**Directions for this task**
Wherever the string "jacket" shows up in the records below, return that line.

Stored data:
::::::::::
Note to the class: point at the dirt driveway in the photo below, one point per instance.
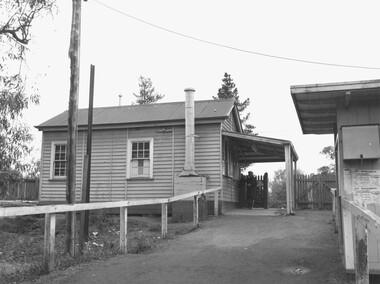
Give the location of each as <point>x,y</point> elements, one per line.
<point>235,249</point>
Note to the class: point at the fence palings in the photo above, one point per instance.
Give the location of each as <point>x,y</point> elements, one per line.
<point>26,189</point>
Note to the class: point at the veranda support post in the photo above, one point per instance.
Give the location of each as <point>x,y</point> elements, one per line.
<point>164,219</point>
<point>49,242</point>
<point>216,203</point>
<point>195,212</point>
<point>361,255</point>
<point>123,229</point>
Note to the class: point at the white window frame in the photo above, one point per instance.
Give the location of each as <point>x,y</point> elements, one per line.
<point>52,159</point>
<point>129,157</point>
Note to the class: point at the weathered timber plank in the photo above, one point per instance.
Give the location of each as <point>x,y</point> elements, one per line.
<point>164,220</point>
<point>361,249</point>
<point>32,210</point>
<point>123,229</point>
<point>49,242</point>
::::::::::
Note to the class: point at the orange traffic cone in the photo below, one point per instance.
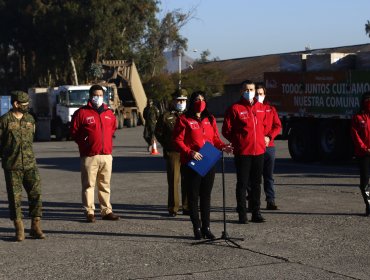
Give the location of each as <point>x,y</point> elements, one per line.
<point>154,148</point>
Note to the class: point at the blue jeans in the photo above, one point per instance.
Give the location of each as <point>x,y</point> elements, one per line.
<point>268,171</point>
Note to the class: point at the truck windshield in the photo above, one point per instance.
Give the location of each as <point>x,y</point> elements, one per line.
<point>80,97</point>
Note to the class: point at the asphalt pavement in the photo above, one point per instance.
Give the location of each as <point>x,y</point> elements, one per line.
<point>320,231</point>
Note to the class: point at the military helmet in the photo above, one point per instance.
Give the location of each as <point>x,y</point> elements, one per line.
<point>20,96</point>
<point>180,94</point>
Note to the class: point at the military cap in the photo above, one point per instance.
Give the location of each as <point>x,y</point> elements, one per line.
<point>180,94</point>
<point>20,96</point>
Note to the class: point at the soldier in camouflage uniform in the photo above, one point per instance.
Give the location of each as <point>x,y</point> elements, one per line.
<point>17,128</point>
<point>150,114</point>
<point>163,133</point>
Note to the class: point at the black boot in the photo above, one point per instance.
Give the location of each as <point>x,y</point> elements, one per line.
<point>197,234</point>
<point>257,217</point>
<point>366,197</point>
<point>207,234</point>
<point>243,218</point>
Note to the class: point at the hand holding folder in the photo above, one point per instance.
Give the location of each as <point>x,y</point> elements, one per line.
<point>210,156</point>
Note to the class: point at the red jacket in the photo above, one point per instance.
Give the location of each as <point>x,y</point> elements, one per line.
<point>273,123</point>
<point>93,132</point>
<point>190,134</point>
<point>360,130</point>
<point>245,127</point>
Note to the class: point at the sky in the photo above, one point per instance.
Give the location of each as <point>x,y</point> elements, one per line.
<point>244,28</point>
::::::::::
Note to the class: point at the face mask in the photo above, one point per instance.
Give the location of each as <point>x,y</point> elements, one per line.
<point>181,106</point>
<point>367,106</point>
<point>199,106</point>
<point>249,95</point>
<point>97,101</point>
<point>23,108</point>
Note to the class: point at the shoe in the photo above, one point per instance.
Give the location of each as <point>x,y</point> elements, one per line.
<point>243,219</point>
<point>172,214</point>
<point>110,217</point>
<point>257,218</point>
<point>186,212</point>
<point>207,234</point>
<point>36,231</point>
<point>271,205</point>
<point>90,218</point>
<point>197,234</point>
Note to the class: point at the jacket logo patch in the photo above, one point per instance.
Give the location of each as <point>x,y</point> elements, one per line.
::::::::::
**Response to this exercise**
Note to the class: point at the red jacket in the photo above, one point per instance.
Note to the class: point at the jacket logo patch in the photo above, one point per instance.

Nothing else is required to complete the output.